>>>

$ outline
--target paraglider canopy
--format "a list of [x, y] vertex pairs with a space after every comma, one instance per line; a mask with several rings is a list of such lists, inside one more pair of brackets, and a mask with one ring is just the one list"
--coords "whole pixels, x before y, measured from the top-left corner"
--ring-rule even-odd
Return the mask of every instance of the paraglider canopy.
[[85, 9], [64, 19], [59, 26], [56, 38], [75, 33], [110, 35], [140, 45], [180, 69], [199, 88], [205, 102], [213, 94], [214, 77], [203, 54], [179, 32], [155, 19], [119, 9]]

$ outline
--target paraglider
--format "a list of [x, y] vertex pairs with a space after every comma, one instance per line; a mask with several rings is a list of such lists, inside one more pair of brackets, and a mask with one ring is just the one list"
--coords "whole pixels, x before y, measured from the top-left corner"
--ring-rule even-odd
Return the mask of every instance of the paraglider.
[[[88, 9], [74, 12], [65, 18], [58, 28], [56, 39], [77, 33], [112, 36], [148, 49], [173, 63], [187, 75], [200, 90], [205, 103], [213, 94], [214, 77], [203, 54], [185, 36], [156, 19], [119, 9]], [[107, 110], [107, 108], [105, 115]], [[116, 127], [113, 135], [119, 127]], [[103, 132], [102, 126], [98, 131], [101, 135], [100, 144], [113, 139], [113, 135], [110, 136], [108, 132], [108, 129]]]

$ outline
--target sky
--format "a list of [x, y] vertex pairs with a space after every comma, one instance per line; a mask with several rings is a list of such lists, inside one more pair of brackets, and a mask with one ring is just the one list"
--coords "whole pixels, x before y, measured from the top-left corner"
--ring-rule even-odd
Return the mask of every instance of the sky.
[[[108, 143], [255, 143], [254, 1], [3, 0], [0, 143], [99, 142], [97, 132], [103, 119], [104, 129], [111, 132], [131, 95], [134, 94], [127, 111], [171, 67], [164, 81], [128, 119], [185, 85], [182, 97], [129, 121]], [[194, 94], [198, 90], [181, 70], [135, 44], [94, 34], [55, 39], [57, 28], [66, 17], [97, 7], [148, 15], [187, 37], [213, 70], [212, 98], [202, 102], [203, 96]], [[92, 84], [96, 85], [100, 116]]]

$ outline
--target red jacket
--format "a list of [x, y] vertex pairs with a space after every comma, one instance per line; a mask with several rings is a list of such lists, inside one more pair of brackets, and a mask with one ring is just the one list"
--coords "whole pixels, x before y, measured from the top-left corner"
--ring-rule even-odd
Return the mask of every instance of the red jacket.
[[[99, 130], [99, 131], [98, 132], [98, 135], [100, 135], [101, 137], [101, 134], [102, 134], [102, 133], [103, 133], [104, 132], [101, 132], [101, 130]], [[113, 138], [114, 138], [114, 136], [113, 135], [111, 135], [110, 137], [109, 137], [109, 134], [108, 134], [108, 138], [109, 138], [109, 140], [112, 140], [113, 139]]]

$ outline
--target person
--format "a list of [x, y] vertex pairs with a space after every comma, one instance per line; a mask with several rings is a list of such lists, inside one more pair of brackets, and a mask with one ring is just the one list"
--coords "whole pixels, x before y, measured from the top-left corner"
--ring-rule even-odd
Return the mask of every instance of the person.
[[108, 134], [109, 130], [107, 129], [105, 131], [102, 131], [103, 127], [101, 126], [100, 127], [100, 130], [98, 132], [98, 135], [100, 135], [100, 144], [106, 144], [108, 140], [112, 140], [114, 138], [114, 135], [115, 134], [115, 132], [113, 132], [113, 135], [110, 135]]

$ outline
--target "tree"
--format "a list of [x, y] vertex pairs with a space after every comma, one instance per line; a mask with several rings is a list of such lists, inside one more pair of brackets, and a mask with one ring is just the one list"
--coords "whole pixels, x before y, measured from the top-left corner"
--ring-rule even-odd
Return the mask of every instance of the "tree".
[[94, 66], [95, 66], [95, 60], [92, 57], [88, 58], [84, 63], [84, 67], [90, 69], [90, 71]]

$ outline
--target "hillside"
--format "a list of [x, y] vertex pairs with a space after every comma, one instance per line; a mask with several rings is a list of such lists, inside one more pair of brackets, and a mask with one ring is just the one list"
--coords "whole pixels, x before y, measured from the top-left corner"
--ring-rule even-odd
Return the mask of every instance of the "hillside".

<<<

| Task instructions |
Extract the data in full. Keep it word for word.

| Task response |
$ outline
--target paraglider canopy
--format "a list of [x, y] vertex pairs with a space after every comma, one instance per line; a mask with several rings is a list of such lists, inside one more pair of brackets, and a mask with one ring is just the one list"
--coords "whole pixels, x before y, measured from the top-left corner"
--ring-rule even-odd
Return the mask of every instance of the paraglider canopy.
[[85, 9], [64, 19], [59, 26], [56, 38], [75, 33], [110, 35], [140, 45], [180, 69], [199, 88], [205, 102], [213, 94], [214, 77], [203, 54], [179, 32], [155, 19], [119, 9]]

$ outline
--target paraglider
--format "a list of [x, y] vertex pairs with a space after every comma, one instance per line; a mask with several rings is a list of such lists, inside one more pair of brackets, and a mask with one ring is just the one list"
--coords "whole pixels, x before y, measured from the top-left corner"
--ring-rule even-odd
Return the mask of every instance of the paraglider.
[[[88, 9], [74, 12], [65, 18], [58, 28], [56, 39], [77, 33], [112, 36], [148, 49], [173, 63], [187, 75], [200, 90], [205, 103], [213, 94], [214, 77], [203, 54], [185, 36], [156, 19], [119, 9]], [[107, 110], [107, 108], [105, 115]], [[116, 127], [113, 135], [119, 127]], [[103, 132], [102, 126], [98, 131], [101, 135], [100, 144], [113, 139], [113, 135], [110, 136], [108, 132], [108, 129]]]

$ outline
--target sky
--format "a list of [x, y] vertex pairs with a space after every comma, one instance per line; a mask with several rings is a list of such lists, inside one more pair of brackets, and a mask with one ring is just the one list"
--coords "whole pixels, x before y, measured from the top-left corner"
--ring-rule even-odd
Return the mask of every instance of the sky.
[[[108, 143], [255, 143], [254, 1], [3, 0], [0, 143], [99, 142], [97, 132], [103, 119], [104, 129], [111, 132], [131, 95], [134, 94], [127, 111], [171, 67], [164, 81], [128, 119], [185, 85], [182, 97], [129, 121]], [[194, 94], [198, 90], [181, 70], [135, 44], [94, 34], [55, 39], [57, 28], [66, 17], [97, 7], [148, 15], [187, 37], [213, 70], [212, 98], [202, 102], [203, 96]], [[92, 84], [96, 85], [100, 116]]]

$ outline
--target red jacket
--format "a list of [x, y] vertex pairs with a space after every comma, one instance per line; a mask with several rings is a list of such lists, inside one more pair of brackets, and a mask with one ring is just the one list"
--coords "whole pixels, x before y, measured from the top-left corner"
--ring-rule even-odd
Return the mask of every instance of the red jacket.
[[[99, 130], [99, 131], [98, 132], [98, 135], [100, 135], [101, 137], [101, 134], [102, 134], [102, 133], [103, 133], [104, 132], [101, 132], [101, 130]], [[113, 138], [114, 138], [114, 136], [113, 135], [111, 135], [110, 137], [109, 137], [109, 134], [108, 134], [108, 138], [109, 138], [109, 140], [112, 140], [113, 139]]]

$ outline
--target person
--format "a list of [x, y] vertex pairs with a space after every comma, one instance per line; a mask with several rings is a list of such lists, inside one more pair of brackets, and a mask with one ring is just the one list"
--coords "whole pixels, x before y, measured from the top-left corner"
--ring-rule even-odd
Return the mask of every instance of the person.
[[108, 134], [109, 130], [107, 129], [105, 131], [102, 131], [103, 127], [101, 126], [100, 127], [100, 130], [98, 132], [98, 135], [100, 135], [100, 144], [106, 144], [108, 140], [112, 140], [114, 138], [114, 135], [115, 134], [115, 132], [113, 132], [113, 135], [110, 135]]

$ outline
--target "tree"
--format "a list of [x, y] vertex pairs with a space after every comma, one instance per line; a mask with several rings is a list of such lists, inside one more pair of brackets, and a mask with one ring is just the one list"
--coords "whole pixels, x before y, measured from the top-left corner"
--ring-rule even-odd
Return the mask of every instance of the "tree".
[[94, 66], [95, 66], [95, 60], [92, 57], [88, 58], [84, 63], [84, 67], [90, 69], [90, 71]]

$ outline
--target "hillside"
--format "a list of [x, y] vertex pairs with a space after every comma, one instance per line; a mask with several rings is a list of such lists, inside one more pair of brackets, and a mask with one ring is just the one list"
--coords "whole pixels, x before y, measured from the top-left corner"
--ring-rule even-odd
Return the mask of every instance of the "hillside".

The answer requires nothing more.